- Your instructions
Where does the string "dark" appear in the records? Copy each line that holds it.

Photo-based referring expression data
+---+

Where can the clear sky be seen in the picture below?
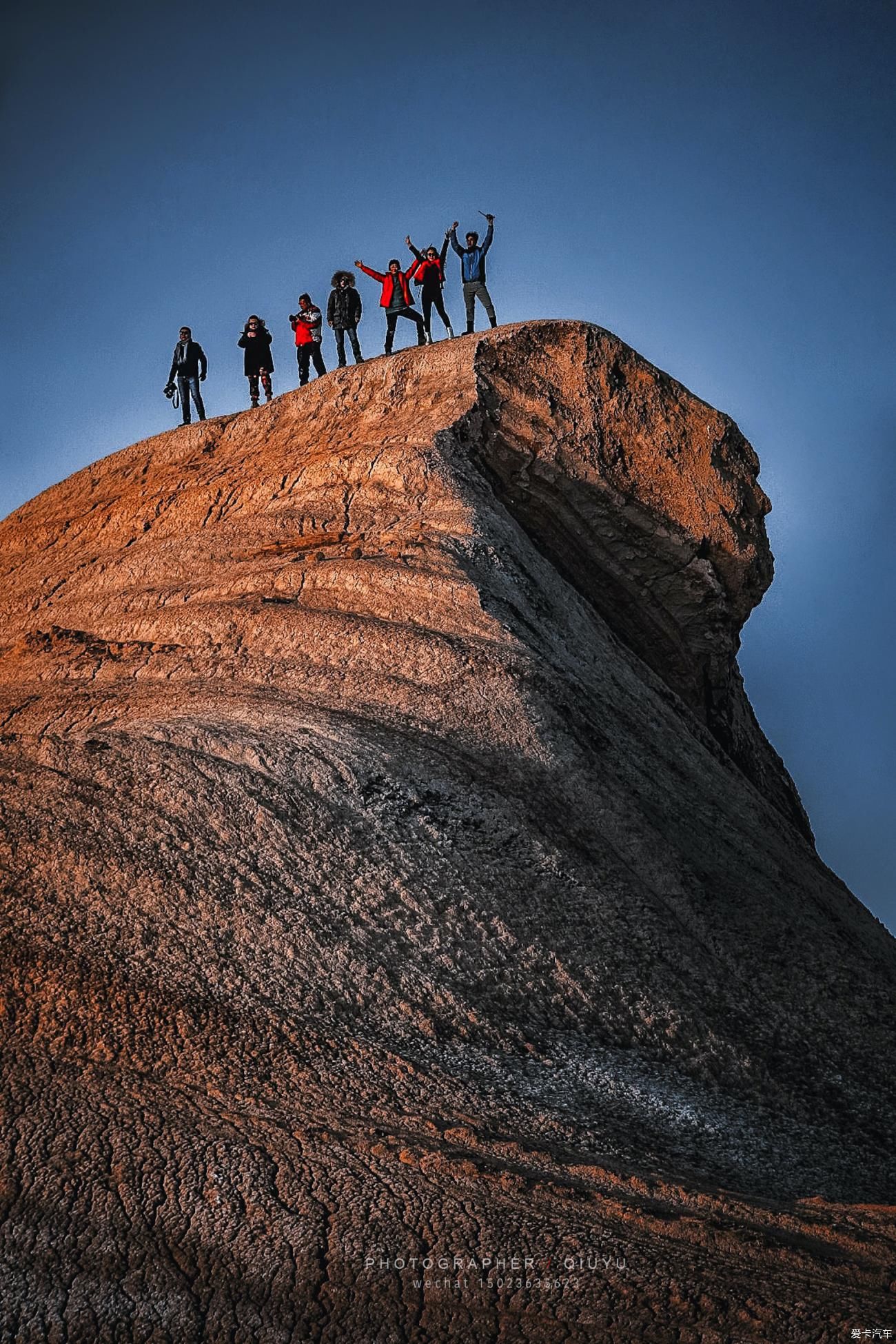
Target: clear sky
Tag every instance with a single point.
(713, 182)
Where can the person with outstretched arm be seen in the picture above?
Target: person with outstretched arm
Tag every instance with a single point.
(474, 272)
(188, 366)
(308, 324)
(396, 298)
(344, 314)
(257, 359)
(430, 277)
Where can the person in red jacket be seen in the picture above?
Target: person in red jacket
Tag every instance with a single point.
(307, 324)
(396, 298)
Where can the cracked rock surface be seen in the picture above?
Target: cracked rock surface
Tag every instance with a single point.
(394, 871)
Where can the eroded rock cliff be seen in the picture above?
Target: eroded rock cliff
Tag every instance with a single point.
(394, 867)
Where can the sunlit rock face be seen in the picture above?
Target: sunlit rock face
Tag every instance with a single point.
(394, 870)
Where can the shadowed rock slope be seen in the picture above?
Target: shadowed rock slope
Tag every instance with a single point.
(394, 868)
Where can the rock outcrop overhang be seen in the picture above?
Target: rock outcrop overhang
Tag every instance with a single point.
(393, 858)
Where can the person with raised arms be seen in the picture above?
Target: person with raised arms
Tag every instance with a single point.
(307, 324)
(474, 272)
(430, 277)
(396, 298)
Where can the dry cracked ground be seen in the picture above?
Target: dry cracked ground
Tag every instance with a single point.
(409, 933)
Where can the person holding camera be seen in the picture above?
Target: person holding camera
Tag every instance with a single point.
(307, 324)
(258, 362)
(474, 272)
(188, 366)
(344, 314)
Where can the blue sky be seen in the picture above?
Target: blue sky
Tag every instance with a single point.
(712, 182)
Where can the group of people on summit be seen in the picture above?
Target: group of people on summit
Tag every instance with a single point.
(188, 366)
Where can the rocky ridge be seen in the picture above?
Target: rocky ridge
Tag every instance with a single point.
(394, 866)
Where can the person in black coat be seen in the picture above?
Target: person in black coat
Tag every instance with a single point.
(188, 366)
(258, 362)
(344, 314)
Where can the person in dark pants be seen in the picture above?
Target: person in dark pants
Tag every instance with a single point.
(344, 314)
(307, 324)
(396, 298)
(430, 277)
(257, 359)
(188, 366)
(474, 272)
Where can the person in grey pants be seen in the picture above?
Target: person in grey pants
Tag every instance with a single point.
(188, 366)
(474, 272)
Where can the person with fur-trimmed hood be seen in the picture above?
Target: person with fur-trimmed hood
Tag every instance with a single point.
(257, 358)
(344, 314)
(396, 298)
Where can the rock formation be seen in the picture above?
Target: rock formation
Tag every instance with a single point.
(394, 870)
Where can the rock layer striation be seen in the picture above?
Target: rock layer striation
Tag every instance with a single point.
(394, 868)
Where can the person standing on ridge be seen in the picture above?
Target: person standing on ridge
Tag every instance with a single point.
(474, 272)
(257, 360)
(430, 277)
(188, 366)
(344, 314)
(307, 324)
(396, 298)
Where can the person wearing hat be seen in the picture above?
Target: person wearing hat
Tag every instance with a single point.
(474, 272)
(344, 314)
(396, 298)
(188, 366)
(430, 277)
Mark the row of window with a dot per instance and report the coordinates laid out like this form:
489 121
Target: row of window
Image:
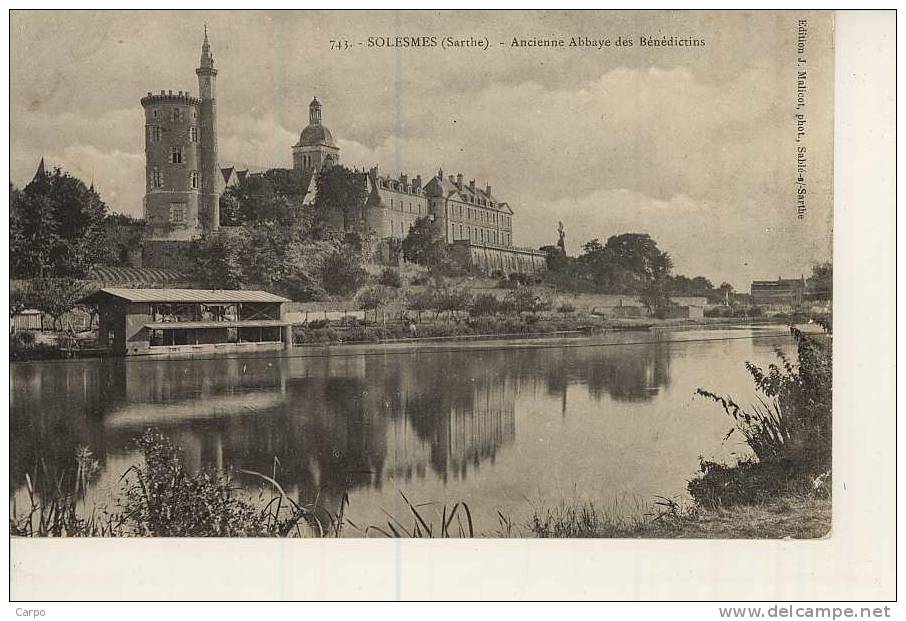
155 132
165 338
418 208
398 187
157 179
480 215
488 236
177 115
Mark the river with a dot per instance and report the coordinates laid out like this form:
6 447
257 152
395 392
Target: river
501 425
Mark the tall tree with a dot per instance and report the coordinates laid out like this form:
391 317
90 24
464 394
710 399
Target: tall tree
272 196
339 200
57 227
425 244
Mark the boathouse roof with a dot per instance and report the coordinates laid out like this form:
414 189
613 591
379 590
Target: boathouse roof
184 295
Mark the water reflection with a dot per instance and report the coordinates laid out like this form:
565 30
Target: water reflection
324 425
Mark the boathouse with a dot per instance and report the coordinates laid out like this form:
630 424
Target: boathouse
173 321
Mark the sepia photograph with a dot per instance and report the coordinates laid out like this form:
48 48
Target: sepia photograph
421 274
295 295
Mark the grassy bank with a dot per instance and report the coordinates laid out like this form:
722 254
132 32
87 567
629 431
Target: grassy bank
782 490
806 516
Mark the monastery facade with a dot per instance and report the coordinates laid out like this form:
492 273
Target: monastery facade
184 182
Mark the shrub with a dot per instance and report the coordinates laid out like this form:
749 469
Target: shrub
484 304
526 299
342 272
24 338
390 278
789 428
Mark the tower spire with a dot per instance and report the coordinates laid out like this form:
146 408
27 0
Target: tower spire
40 174
314 112
207 59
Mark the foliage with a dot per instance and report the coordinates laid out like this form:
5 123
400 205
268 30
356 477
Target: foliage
655 297
627 263
341 270
274 196
486 304
452 521
19 298
697 286
339 200
452 300
56 296
370 298
162 498
790 423
56 227
526 299
821 282
425 244
269 255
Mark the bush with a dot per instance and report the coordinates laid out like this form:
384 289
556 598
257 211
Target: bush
24 338
485 304
163 499
342 272
390 278
747 482
789 428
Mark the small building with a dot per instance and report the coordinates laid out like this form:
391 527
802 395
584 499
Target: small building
780 292
166 321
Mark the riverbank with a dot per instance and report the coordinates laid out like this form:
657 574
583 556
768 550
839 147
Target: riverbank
790 516
25 347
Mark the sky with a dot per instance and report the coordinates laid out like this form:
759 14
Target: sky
693 145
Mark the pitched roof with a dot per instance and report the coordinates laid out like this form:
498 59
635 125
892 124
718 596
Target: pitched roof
444 187
185 295
148 275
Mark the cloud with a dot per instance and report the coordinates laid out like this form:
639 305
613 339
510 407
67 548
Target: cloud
638 137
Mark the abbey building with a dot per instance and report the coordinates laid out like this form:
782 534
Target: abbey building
184 183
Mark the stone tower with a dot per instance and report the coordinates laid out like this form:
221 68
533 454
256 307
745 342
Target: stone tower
182 190
211 179
316 148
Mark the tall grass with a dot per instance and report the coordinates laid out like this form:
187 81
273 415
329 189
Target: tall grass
787 426
442 522
162 498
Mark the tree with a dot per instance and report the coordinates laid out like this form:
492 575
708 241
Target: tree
219 259
19 298
57 296
56 227
655 296
274 196
485 304
341 271
821 281
339 200
525 299
425 244
374 297
420 300
627 263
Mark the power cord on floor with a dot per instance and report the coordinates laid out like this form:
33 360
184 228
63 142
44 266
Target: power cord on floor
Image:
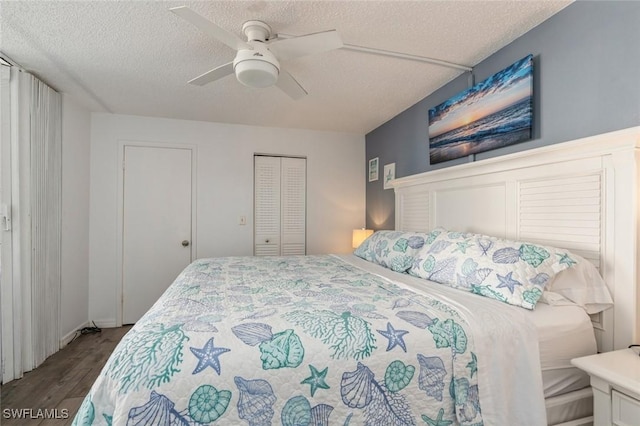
87 330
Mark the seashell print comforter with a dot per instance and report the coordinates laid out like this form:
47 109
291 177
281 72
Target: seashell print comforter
318 340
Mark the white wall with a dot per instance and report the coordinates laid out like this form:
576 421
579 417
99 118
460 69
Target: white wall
74 301
335 189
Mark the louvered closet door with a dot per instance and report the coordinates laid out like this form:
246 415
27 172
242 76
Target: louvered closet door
267 206
280 206
294 203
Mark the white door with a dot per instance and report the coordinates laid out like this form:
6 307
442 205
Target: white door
156 224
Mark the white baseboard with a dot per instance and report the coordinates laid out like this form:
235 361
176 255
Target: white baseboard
105 323
67 338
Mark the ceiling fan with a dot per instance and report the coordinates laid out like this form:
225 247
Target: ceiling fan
257 62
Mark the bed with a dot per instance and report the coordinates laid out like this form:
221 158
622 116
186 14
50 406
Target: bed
348 339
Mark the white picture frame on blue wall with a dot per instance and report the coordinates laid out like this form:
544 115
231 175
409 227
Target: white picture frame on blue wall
389 175
373 169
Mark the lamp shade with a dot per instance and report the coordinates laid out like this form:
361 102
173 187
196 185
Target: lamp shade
359 235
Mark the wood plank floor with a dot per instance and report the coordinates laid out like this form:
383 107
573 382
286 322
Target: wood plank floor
62 381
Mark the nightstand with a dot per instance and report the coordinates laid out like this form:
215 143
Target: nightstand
615 379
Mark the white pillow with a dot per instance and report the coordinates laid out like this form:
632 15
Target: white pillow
580 284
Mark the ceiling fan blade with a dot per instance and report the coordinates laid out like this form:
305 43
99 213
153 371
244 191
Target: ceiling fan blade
290 86
291 48
210 28
214 74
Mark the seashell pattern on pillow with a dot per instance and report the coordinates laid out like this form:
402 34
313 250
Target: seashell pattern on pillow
395 250
509 271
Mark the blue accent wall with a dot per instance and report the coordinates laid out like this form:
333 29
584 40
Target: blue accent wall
586 82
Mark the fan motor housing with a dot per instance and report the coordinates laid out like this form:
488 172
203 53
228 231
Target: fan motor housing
256 68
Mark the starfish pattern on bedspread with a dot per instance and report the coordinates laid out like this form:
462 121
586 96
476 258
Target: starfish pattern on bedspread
208 357
395 337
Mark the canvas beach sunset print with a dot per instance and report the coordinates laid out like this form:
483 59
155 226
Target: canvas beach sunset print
492 114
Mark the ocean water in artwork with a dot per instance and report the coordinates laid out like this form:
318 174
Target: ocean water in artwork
494 113
503 128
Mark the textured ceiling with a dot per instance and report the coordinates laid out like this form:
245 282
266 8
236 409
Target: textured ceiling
135 57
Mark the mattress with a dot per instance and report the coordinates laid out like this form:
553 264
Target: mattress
319 340
564 332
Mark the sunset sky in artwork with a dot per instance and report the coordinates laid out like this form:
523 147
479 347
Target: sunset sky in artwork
499 91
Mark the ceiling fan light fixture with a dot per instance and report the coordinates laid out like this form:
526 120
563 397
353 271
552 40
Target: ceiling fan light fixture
256 73
256 68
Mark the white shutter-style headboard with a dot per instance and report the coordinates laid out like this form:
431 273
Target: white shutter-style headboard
580 195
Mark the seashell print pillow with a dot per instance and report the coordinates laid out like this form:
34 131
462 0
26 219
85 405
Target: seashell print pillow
510 271
395 250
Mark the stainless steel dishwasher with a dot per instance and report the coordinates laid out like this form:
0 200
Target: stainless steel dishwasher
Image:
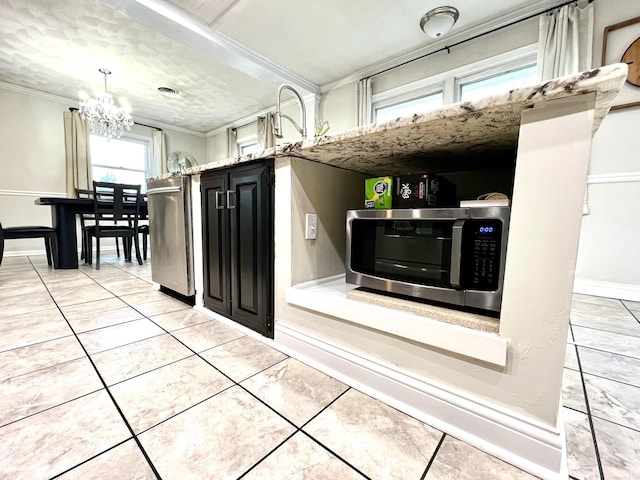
171 233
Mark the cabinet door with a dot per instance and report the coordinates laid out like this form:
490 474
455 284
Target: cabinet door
251 225
215 243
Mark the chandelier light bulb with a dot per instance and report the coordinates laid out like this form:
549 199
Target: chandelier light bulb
104 116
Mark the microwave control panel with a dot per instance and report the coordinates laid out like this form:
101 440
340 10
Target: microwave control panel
481 261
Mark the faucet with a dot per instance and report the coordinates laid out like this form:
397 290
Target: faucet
277 121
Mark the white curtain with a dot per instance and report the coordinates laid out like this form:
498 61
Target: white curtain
363 99
159 154
77 152
232 142
266 138
565 41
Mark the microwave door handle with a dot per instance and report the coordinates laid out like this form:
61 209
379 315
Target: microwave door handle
456 253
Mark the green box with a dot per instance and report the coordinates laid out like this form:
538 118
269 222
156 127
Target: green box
378 192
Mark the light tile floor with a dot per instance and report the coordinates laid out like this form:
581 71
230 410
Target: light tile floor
102 377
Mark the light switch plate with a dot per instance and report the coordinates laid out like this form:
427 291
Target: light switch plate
310 226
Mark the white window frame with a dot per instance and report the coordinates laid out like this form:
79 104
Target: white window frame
449 82
133 138
246 141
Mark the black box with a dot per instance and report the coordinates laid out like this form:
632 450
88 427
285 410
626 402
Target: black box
422 190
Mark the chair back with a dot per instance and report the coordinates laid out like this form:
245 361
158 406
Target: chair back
116 201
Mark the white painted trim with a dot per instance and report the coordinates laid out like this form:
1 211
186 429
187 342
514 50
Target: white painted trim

+---+

- Result of the exercise
Where can the person in dark pants be seen in the picture above?
Target: person in dark pants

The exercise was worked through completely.